(SOURCE INFORMATION begins)
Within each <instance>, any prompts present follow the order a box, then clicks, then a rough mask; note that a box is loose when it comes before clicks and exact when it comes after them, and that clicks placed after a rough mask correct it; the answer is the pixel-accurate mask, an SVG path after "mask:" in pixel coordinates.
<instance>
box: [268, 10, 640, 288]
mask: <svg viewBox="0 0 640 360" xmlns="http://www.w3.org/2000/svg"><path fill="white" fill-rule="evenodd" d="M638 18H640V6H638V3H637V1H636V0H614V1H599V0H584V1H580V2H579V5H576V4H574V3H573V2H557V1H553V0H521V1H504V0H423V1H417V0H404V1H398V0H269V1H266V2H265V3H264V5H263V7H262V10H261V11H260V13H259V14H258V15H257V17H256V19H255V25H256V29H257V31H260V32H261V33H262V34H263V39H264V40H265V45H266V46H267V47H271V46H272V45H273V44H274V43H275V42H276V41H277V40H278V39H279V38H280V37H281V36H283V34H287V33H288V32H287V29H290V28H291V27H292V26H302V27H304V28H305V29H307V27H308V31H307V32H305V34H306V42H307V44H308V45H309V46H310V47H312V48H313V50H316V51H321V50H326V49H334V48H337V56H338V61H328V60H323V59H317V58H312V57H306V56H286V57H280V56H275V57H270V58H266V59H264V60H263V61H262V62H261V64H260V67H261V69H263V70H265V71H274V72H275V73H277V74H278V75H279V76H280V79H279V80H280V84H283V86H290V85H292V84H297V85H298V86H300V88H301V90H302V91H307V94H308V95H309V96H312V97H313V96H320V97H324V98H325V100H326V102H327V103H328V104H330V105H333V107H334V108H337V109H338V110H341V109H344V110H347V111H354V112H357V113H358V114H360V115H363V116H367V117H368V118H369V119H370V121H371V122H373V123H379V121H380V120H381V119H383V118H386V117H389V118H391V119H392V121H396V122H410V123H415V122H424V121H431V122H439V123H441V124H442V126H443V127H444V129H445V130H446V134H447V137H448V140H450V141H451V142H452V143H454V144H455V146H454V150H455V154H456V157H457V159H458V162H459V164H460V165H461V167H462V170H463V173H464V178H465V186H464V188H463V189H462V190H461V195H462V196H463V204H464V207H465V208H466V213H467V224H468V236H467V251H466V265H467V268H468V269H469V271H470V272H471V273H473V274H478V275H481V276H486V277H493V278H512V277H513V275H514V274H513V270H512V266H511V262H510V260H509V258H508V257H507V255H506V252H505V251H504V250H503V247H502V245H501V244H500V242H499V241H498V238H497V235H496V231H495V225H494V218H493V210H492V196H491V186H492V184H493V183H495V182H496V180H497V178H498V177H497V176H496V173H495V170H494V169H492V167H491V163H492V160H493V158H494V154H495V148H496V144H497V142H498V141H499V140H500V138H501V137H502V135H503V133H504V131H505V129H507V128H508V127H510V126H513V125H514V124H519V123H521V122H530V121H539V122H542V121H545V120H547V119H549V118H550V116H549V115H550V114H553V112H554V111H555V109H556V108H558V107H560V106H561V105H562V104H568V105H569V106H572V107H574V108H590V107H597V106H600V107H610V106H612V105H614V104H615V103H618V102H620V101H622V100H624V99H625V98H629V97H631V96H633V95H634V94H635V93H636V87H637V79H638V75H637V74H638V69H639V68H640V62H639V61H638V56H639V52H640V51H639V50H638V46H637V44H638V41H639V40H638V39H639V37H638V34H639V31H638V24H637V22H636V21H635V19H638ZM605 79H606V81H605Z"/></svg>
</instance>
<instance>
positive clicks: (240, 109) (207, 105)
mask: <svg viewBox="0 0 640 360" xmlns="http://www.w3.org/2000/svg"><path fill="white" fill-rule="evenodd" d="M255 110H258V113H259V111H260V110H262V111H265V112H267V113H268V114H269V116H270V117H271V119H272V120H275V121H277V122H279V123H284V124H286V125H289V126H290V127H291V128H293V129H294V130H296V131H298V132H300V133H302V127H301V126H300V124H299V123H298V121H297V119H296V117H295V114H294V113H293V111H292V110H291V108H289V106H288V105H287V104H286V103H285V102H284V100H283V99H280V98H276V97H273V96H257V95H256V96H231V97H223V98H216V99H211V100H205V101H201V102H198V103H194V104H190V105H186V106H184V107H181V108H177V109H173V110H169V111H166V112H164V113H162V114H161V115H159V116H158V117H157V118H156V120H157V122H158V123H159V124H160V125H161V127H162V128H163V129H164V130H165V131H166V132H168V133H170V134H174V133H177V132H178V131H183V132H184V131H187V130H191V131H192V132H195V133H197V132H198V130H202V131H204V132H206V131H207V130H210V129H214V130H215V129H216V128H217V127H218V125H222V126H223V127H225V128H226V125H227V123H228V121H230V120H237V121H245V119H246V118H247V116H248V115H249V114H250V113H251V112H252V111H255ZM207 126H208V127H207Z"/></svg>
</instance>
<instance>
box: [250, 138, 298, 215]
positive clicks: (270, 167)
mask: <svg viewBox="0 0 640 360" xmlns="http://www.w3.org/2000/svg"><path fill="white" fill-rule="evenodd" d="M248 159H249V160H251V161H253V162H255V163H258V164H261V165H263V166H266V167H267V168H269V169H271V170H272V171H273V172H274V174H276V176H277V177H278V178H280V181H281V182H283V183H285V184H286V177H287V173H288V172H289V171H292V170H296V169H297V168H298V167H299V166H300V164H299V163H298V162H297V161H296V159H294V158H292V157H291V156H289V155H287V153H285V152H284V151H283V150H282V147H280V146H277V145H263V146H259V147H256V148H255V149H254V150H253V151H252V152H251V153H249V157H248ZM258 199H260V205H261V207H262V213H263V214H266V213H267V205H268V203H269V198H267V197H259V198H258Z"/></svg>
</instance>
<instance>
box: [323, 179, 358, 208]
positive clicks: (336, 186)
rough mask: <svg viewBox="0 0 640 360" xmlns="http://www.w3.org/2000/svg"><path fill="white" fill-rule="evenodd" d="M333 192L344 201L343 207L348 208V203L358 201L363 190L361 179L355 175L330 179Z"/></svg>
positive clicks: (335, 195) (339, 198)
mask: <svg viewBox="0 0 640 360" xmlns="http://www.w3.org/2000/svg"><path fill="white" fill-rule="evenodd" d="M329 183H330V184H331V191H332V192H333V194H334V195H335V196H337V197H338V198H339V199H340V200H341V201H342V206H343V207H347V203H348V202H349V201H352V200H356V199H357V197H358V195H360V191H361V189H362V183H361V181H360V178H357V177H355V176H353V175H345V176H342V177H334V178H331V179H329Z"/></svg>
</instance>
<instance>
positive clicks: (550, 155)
(SOURCE INFORMATION ends)
What you write should match, character for character, the lines from the one with "box: [323, 179, 358, 208]" to the end of the data, both included.

**SOLUTION**
box: [323, 179, 358, 208]
positive clicks: (336, 186)
rough mask: <svg viewBox="0 0 640 360" xmlns="http://www.w3.org/2000/svg"><path fill="white" fill-rule="evenodd" d="M333 192L344 201L343 207L348 208V203L358 201L363 190L361 179L355 175L330 179Z"/></svg>
positive clicks: (335, 195) (339, 198)
mask: <svg viewBox="0 0 640 360" xmlns="http://www.w3.org/2000/svg"><path fill="white" fill-rule="evenodd" d="M329 183H330V184H331V191H332V192H333V194H334V195H335V196H337V197H338V198H339V199H340V200H341V201H342V206H343V207H347V203H348V202H349V201H352V200H356V199H357V197H358V195H360V191H361V189H362V183H361V181H360V178H357V177H355V176H353V175H345V176H342V177H334V178H331V179H329Z"/></svg>
</instance>
<instance>
positive clicks: (550, 155)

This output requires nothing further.